* _TASK INSTRUCTIONS_
Copy the rows word for word, from the first line through the line containing "xmin=647 ymin=184 xmax=663 ymax=372", inclusive. Leave the pictures out of your copy.
--- start ---
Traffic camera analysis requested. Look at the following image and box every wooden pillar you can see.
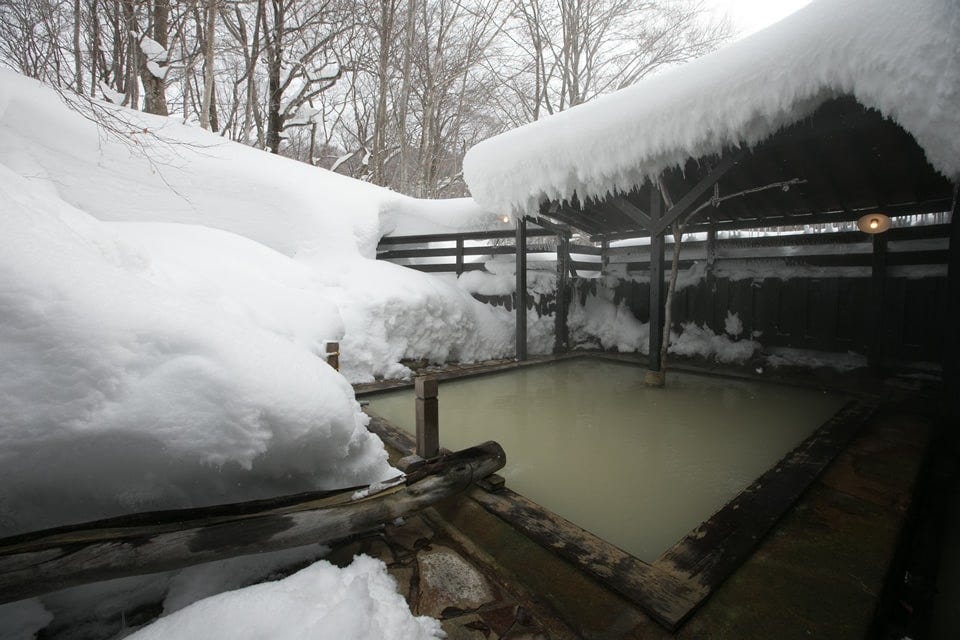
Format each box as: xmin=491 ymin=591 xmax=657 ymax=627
xmin=868 ymin=233 xmax=887 ymax=375
xmin=647 ymin=184 xmax=663 ymax=372
xmin=413 ymin=376 xmax=440 ymax=460
xmin=325 ymin=340 xmax=340 ymax=371
xmin=943 ymin=183 xmax=960 ymax=419
xmin=516 ymin=216 xmax=527 ymax=360
xmin=553 ymin=233 xmax=570 ymax=353
xmin=457 ymin=238 xmax=463 ymax=276
xmin=707 ymin=216 xmax=717 ymax=293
--- end ---
* _THE OUTPUT_
Traffic camera analysis requested. Look at the following image and box every wooden pillar you can see.
Format each box as: xmin=491 ymin=591 xmax=657 ymax=627
xmin=868 ymin=233 xmax=887 ymax=375
xmin=647 ymin=184 xmax=663 ymax=372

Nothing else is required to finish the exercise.